▶ RAW DATA
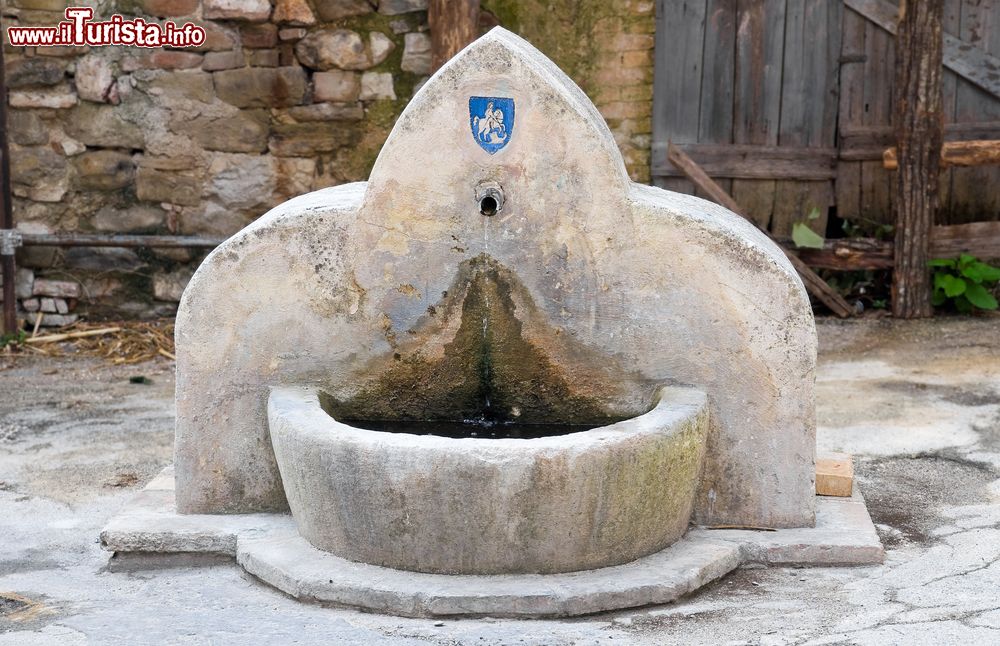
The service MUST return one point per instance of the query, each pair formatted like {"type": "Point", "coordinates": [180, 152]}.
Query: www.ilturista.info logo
{"type": "Point", "coordinates": [78, 29]}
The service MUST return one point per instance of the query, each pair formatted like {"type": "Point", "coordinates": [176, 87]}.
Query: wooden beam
{"type": "Point", "coordinates": [919, 120]}
{"type": "Point", "coordinates": [968, 61]}
{"type": "Point", "coordinates": [813, 283]}
{"type": "Point", "coordinates": [956, 153]}
{"type": "Point", "coordinates": [980, 239]}
{"type": "Point", "coordinates": [752, 161]}
{"type": "Point", "coordinates": [835, 475]}
{"type": "Point", "coordinates": [453, 24]}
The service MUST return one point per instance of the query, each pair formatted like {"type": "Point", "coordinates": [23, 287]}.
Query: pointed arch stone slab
{"type": "Point", "coordinates": [625, 287]}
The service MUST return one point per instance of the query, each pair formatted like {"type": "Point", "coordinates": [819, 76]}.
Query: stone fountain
{"type": "Point", "coordinates": [497, 378]}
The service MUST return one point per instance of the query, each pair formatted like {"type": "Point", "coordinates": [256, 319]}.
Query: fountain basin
{"type": "Point", "coordinates": [425, 503]}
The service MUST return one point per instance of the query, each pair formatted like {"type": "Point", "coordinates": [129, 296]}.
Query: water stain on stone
{"type": "Point", "coordinates": [488, 372]}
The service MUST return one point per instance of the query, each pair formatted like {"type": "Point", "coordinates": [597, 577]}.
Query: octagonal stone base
{"type": "Point", "coordinates": [269, 547]}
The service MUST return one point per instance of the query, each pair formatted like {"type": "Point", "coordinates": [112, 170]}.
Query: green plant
{"type": "Point", "coordinates": [12, 338]}
{"type": "Point", "coordinates": [803, 236]}
{"type": "Point", "coordinates": [965, 282]}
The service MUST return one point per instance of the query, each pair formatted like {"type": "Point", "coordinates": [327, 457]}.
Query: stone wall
{"type": "Point", "coordinates": [284, 97]}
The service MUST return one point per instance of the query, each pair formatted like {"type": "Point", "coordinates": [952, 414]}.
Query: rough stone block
{"type": "Point", "coordinates": [56, 288]}
{"type": "Point", "coordinates": [58, 98]}
{"type": "Point", "coordinates": [328, 112]}
{"type": "Point", "coordinates": [247, 10]}
{"type": "Point", "coordinates": [259, 36]}
{"type": "Point", "coordinates": [336, 85]}
{"type": "Point", "coordinates": [165, 59]}
{"type": "Point", "coordinates": [261, 87]}
{"type": "Point", "coordinates": [95, 81]}
{"type": "Point", "coordinates": [104, 170]}
{"type": "Point", "coordinates": [170, 286]}
{"type": "Point", "coordinates": [104, 126]}
{"type": "Point", "coordinates": [25, 128]}
{"type": "Point", "coordinates": [103, 259]}
{"type": "Point", "coordinates": [155, 185]}
{"type": "Point", "coordinates": [245, 131]}
{"type": "Point", "coordinates": [324, 49]}
{"type": "Point", "coordinates": [241, 182]}
{"type": "Point", "coordinates": [218, 61]}
{"type": "Point", "coordinates": [36, 166]}
{"type": "Point", "coordinates": [51, 320]}
{"type": "Point", "coordinates": [417, 54]}
{"type": "Point", "coordinates": [395, 7]}
{"type": "Point", "coordinates": [163, 8]}
{"type": "Point", "coordinates": [308, 139]}
{"type": "Point", "coordinates": [24, 280]}
{"type": "Point", "coordinates": [291, 33]}
{"type": "Point", "coordinates": [36, 257]}
{"type": "Point", "coordinates": [27, 72]}
{"type": "Point", "coordinates": [330, 10]}
{"type": "Point", "coordinates": [195, 85]}
{"type": "Point", "coordinates": [380, 46]}
{"type": "Point", "coordinates": [376, 86]}
{"type": "Point", "coordinates": [133, 219]}
{"type": "Point", "coordinates": [218, 38]}
{"type": "Point", "coordinates": [293, 12]}
{"type": "Point", "coordinates": [264, 58]}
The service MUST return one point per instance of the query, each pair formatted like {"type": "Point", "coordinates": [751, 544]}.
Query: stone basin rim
{"type": "Point", "coordinates": [672, 404]}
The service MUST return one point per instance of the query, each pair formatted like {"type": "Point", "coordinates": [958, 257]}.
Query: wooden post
{"type": "Point", "coordinates": [919, 136]}
{"type": "Point", "coordinates": [7, 267]}
{"type": "Point", "coordinates": [454, 24]}
{"type": "Point", "coordinates": [813, 283]}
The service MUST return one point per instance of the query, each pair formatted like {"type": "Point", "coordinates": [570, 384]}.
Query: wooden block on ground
{"type": "Point", "coordinates": [834, 475]}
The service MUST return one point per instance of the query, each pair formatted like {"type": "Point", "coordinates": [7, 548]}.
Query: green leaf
{"type": "Point", "coordinates": [805, 237]}
{"type": "Point", "coordinates": [951, 285]}
{"type": "Point", "coordinates": [979, 297]}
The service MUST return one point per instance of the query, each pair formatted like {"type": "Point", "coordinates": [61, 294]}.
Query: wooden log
{"type": "Point", "coordinates": [745, 161]}
{"type": "Point", "coordinates": [454, 24]}
{"type": "Point", "coordinates": [956, 153]}
{"type": "Point", "coordinates": [981, 239]}
{"type": "Point", "coordinates": [971, 63]}
{"type": "Point", "coordinates": [849, 255]}
{"type": "Point", "coordinates": [52, 338]}
{"type": "Point", "coordinates": [835, 475]}
{"type": "Point", "coordinates": [813, 283]}
{"type": "Point", "coordinates": [919, 135]}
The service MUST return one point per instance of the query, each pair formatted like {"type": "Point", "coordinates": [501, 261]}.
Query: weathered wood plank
{"type": "Point", "coordinates": [744, 161]}
{"type": "Point", "coordinates": [876, 182]}
{"type": "Point", "coordinates": [680, 34]}
{"type": "Point", "coordinates": [851, 111]}
{"type": "Point", "coordinates": [808, 105]}
{"type": "Point", "coordinates": [979, 28]}
{"type": "Point", "coordinates": [981, 239]}
{"type": "Point", "coordinates": [453, 25]}
{"type": "Point", "coordinates": [760, 41]}
{"type": "Point", "coordinates": [966, 60]}
{"type": "Point", "coordinates": [956, 153]}
{"type": "Point", "coordinates": [715, 121]}
{"type": "Point", "coordinates": [813, 283]}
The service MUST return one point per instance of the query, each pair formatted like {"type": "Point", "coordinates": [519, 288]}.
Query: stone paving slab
{"type": "Point", "coordinates": [269, 547]}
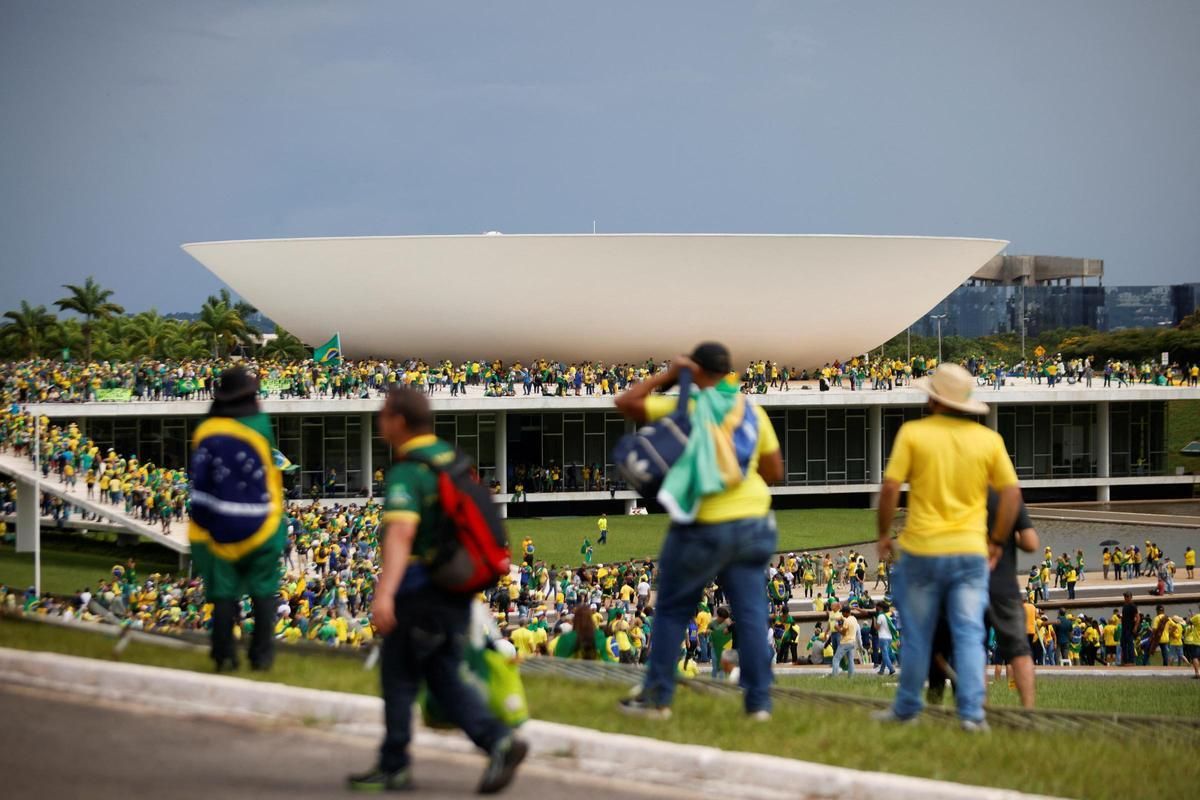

▶ THE PROBLEM
Count how many lines of the records above contain the string "slab", matching case exactly, and reply with the number only.

▶ OUTPUT OF THE TASK
2